TASK REQUIREMENTS: Starting at the line that contains "x=352, y=496" in the listing below, write out every line word for word until you have written the line that contains "x=222, y=599".

DATA SUPPLIED:
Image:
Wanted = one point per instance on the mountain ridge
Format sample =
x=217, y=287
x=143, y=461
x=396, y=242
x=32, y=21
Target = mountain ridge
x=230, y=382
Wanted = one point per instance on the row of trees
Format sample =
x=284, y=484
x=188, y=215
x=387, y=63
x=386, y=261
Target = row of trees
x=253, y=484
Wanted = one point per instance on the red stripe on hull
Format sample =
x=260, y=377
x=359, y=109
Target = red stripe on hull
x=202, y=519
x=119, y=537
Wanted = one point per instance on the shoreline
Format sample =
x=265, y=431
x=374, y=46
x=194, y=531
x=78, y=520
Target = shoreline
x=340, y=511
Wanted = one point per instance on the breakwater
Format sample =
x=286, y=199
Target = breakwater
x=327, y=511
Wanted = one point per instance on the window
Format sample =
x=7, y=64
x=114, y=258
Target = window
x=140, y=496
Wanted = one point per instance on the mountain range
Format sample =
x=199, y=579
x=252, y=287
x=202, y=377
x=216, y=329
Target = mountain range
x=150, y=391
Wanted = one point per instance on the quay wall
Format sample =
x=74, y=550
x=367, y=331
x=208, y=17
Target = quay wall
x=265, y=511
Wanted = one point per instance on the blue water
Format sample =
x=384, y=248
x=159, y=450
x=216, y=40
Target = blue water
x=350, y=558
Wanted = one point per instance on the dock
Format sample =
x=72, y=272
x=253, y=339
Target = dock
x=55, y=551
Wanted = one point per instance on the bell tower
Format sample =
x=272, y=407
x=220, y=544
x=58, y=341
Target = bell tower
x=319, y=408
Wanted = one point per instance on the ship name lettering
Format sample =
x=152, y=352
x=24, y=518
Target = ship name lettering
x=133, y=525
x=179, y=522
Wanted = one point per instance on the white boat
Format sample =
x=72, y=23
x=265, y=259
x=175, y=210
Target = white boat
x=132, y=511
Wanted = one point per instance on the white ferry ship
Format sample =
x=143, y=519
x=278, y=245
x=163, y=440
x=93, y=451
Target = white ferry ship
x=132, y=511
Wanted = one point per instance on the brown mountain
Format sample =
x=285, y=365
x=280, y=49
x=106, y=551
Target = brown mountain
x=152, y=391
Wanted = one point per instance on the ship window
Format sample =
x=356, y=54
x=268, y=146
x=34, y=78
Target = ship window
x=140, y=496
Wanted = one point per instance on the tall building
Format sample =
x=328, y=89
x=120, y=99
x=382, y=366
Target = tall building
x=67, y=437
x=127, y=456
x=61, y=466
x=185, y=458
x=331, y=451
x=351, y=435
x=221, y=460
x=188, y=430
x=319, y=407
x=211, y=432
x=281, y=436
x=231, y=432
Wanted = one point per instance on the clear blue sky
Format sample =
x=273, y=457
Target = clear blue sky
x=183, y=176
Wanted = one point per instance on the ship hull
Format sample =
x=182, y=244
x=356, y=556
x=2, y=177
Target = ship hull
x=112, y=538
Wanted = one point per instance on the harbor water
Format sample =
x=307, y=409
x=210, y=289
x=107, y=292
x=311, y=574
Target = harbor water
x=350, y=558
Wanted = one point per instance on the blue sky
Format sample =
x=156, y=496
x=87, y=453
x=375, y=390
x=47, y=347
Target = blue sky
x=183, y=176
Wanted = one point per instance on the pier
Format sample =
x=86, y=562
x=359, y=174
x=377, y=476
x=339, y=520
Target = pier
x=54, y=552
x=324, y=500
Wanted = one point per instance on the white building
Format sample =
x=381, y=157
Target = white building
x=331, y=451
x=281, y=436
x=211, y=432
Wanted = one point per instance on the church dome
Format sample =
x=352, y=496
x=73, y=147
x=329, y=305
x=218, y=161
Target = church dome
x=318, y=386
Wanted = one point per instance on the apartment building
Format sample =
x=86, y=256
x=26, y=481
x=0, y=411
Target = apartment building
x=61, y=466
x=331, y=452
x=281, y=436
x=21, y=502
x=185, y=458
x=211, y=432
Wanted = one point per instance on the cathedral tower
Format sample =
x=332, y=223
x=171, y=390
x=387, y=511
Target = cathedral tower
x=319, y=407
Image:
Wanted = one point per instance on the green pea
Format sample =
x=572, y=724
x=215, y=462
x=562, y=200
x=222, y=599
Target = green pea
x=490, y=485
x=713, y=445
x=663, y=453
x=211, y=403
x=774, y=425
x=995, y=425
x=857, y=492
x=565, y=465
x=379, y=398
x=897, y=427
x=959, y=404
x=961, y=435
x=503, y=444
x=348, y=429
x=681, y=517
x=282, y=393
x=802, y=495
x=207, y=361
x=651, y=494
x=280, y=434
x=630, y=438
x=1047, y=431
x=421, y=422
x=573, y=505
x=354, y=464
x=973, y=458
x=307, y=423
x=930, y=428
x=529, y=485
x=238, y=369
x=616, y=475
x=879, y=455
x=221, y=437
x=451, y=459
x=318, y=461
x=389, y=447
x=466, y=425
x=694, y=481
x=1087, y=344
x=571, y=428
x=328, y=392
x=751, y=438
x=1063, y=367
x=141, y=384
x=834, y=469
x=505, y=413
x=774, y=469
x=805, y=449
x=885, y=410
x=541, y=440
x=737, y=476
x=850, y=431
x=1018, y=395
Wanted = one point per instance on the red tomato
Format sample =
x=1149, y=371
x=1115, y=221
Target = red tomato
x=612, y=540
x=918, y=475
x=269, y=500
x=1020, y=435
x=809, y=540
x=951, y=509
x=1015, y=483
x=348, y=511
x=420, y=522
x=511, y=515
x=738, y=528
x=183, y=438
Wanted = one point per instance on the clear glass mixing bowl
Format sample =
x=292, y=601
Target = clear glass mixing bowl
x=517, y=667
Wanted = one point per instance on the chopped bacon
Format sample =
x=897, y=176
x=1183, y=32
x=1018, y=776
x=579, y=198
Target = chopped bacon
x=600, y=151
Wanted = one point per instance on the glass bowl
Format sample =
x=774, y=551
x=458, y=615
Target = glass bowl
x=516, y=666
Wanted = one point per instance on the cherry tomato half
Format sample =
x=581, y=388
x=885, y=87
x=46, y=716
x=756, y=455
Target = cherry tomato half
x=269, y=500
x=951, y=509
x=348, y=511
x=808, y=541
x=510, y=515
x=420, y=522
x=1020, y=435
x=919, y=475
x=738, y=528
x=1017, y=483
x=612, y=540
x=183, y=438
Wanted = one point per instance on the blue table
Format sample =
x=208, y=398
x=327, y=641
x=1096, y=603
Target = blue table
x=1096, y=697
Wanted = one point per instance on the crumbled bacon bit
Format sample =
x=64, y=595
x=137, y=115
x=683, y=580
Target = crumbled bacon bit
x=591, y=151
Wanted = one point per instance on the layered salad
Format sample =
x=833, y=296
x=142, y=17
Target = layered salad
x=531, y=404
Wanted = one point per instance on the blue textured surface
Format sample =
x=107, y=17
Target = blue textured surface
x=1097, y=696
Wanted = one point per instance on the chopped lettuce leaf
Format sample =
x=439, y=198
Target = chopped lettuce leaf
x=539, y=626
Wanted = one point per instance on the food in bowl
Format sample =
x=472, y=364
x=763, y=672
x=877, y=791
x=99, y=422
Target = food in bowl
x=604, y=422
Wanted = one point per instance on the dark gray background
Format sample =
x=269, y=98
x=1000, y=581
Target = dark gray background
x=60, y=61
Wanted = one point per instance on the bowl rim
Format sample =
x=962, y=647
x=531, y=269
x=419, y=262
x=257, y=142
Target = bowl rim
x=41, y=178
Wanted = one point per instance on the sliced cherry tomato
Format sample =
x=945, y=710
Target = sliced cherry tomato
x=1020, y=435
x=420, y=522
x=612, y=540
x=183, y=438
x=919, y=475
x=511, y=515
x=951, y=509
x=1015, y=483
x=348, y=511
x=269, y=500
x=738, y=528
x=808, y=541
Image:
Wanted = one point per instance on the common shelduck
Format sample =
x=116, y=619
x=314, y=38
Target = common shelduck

ANSWER FOR THE TASK:
x=352, y=496
x=73, y=147
x=329, y=305
x=218, y=161
Target = church dome
x=318, y=386
Wanted = one point per instance on the apartment building
Format sample =
x=86, y=256
x=26, y=481
x=0, y=411
Target = apartment building
x=61, y=466
x=331, y=452
x=281, y=436
x=21, y=502
x=185, y=458
x=211, y=432
Wanted = one point per instance on the cathedral tower
Format sample =
x=332, y=223
x=171, y=390
x=387, y=511
Target = cathedral tower
x=319, y=407
Image:
Wanted = one point per instance on the green pea
Format sample =
x=572, y=724
x=215, y=462
x=562, y=200
x=222, y=599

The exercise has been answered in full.